### Listed entries
══════

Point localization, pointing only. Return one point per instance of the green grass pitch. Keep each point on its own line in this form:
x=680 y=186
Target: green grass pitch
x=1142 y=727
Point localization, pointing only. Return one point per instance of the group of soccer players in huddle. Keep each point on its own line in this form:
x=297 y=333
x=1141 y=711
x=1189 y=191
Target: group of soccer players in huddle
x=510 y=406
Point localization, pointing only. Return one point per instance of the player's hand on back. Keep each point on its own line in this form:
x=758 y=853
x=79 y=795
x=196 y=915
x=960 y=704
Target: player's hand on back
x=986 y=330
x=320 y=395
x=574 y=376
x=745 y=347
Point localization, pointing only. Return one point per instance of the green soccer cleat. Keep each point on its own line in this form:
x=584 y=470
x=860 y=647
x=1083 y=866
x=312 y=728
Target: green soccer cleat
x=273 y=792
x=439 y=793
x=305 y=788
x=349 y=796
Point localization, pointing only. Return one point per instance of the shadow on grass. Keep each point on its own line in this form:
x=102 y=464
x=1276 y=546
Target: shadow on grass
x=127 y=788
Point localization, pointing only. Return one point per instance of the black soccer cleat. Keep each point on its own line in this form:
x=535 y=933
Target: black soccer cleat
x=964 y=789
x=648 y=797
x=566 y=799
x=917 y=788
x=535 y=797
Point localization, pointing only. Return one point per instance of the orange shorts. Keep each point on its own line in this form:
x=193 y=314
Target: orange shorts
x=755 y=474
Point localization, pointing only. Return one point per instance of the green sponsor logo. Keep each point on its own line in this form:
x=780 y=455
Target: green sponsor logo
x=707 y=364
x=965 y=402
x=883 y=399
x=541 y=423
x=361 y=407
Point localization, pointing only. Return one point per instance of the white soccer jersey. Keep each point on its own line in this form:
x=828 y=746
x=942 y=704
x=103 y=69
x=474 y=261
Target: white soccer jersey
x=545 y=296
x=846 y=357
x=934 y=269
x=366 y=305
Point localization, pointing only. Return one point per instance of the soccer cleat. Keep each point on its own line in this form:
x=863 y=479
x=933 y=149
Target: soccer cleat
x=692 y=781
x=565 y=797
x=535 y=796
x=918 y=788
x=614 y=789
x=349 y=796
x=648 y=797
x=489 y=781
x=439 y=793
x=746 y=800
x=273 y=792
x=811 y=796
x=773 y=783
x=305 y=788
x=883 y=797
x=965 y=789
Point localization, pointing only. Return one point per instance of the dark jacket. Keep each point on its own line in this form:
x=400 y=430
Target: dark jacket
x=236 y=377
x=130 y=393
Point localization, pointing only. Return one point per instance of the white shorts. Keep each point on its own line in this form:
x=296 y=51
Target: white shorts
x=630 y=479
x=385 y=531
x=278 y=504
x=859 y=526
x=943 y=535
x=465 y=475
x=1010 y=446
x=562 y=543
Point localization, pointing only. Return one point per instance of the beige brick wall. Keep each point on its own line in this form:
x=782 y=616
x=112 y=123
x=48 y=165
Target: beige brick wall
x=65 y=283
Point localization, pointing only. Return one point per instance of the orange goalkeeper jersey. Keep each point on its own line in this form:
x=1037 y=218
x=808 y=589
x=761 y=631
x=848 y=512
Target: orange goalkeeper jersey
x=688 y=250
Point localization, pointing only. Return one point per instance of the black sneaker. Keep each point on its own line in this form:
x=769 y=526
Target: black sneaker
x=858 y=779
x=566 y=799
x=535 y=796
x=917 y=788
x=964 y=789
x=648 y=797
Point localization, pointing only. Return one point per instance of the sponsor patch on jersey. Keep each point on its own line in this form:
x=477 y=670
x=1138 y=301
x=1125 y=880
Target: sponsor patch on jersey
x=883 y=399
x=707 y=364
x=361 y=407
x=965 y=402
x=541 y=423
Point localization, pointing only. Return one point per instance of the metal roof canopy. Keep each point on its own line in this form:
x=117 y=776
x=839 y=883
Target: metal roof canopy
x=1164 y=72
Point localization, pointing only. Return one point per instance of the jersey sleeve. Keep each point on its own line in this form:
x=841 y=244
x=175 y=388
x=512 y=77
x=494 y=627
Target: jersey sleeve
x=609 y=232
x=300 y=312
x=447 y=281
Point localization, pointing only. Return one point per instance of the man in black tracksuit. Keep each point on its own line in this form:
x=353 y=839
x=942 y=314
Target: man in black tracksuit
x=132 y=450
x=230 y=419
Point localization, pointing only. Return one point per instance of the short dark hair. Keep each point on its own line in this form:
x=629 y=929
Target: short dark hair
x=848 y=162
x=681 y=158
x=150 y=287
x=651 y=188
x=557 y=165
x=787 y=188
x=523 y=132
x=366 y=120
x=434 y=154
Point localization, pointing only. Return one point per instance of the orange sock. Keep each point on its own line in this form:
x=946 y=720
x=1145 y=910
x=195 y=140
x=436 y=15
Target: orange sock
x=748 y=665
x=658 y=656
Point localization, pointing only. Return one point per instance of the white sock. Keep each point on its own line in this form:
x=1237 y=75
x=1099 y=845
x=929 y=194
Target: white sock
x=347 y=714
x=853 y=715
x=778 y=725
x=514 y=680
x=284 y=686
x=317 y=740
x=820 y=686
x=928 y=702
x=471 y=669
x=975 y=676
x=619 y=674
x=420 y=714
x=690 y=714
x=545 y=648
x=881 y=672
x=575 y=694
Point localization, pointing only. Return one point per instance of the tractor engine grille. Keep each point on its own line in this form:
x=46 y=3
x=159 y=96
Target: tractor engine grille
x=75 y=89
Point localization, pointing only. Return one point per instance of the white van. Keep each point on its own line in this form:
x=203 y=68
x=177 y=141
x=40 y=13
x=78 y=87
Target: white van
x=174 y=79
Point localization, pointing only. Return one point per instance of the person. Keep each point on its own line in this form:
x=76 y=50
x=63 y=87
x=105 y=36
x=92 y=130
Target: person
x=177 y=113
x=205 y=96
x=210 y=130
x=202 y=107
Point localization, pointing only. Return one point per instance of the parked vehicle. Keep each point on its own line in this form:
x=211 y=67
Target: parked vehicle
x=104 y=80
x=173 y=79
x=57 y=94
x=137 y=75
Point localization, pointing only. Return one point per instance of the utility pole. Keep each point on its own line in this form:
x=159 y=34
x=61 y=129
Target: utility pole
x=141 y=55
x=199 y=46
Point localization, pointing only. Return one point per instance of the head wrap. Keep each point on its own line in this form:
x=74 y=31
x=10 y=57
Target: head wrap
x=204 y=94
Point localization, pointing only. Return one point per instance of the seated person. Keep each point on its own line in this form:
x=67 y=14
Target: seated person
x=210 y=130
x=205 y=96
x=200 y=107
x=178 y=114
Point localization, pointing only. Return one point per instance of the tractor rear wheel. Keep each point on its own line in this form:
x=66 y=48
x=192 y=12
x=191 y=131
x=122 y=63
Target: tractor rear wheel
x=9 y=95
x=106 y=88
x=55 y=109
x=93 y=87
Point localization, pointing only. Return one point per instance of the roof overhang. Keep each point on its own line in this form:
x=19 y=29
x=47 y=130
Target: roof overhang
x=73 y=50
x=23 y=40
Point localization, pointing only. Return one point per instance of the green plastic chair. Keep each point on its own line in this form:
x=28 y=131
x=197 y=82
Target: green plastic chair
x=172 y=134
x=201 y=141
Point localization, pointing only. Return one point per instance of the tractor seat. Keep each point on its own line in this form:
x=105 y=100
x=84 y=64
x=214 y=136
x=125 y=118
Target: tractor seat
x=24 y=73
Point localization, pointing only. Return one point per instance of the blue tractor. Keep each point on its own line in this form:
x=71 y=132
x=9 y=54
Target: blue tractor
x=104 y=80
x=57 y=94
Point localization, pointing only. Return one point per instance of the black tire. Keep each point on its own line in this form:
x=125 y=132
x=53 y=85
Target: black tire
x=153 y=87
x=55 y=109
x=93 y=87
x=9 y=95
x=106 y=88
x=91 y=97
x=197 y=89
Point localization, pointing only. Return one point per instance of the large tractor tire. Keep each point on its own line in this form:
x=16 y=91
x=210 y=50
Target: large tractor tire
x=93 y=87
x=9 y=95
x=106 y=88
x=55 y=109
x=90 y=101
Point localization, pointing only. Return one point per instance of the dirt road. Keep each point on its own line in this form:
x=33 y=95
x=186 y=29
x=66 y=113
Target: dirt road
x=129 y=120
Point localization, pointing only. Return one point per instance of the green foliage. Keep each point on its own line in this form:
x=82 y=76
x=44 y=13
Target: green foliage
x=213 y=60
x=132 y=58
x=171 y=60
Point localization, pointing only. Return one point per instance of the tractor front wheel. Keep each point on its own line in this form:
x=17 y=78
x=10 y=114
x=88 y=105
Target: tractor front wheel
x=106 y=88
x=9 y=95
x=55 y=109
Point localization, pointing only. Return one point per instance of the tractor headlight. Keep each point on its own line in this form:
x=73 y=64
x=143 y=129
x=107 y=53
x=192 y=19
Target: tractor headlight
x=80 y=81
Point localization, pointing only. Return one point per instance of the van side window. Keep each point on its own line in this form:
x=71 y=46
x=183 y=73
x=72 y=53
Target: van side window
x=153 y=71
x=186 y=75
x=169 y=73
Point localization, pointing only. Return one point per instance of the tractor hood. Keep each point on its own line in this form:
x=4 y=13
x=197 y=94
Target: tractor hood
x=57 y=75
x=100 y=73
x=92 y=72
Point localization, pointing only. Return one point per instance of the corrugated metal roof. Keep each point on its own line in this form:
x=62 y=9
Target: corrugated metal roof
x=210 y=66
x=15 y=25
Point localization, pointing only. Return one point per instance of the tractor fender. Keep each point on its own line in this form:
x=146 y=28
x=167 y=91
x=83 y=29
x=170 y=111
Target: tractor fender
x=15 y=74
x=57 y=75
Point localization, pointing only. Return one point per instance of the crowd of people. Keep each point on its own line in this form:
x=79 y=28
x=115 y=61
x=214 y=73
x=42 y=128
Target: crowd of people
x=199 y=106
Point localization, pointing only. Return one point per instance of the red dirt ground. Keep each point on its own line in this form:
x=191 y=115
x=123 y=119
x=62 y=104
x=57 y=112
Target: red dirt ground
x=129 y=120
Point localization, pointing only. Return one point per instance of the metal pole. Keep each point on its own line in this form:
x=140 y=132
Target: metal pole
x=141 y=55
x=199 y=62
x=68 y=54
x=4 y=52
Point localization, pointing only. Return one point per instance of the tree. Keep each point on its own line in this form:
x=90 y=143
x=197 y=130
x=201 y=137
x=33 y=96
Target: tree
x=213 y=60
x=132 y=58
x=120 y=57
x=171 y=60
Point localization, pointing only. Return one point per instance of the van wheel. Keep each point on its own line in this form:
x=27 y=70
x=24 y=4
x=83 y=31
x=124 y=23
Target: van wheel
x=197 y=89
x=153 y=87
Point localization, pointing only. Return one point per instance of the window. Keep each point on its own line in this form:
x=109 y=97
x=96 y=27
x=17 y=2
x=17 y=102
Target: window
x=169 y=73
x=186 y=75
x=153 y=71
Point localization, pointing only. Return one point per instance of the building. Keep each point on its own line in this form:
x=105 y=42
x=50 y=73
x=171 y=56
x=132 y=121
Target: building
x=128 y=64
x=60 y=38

══════

### Direction
Please pull out the stretch of the records from their very start through the line containing "x=755 y=474", and reproduce those lines verbatim.

### Exercise output
Point localization, pointing only. Return one point per instance of the green grass pitch. Keep each point on its own line in this form:
x=680 y=186
Target: green grass pitch
x=1142 y=727
Point localization, pointing only. Return one point per instance of the group of soccer players in huddle. Keep each point on its own line in this form:
x=297 y=333
x=1141 y=711
x=1189 y=191
Target: group of soccer players in huddle
x=510 y=406
Point localization, pointing only. Return one point per instance of the player's hand on back. Keep each point on its own line in this form:
x=758 y=853
x=79 y=795
x=196 y=915
x=960 y=704
Target: player's hand on back
x=986 y=330
x=320 y=395
x=574 y=376
x=745 y=347
Point localization, pointing only. Return one point per instance of the green soccer cleat. Keep each point on its own line in this form:
x=584 y=470
x=860 y=647
x=1083 y=866
x=312 y=728
Target: green soccer cleat
x=273 y=792
x=439 y=793
x=305 y=788
x=349 y=796
Point localization, pointing only. Return one point per instance of the shadow on grass. Keep each point on its own line in this form:
x=102 y=464
x=1276 y=546
Target: shadow on grass
x=127 y=788
Point localization, pointing only. Return one point per instance of the black soccer cleat. Keep each point on its own line in this form:
x=535 y=933
Target: black soccer cleat
x=964 y=789
x=648 y=797
x=566 y=799
x=917 y=788
x=535 y=797
Point localization, pointing only. Return one point per instance of the orange shorts. Keep each point on its own line in this form:
x=193 y=314
Target: orange shorts
x=755 y=474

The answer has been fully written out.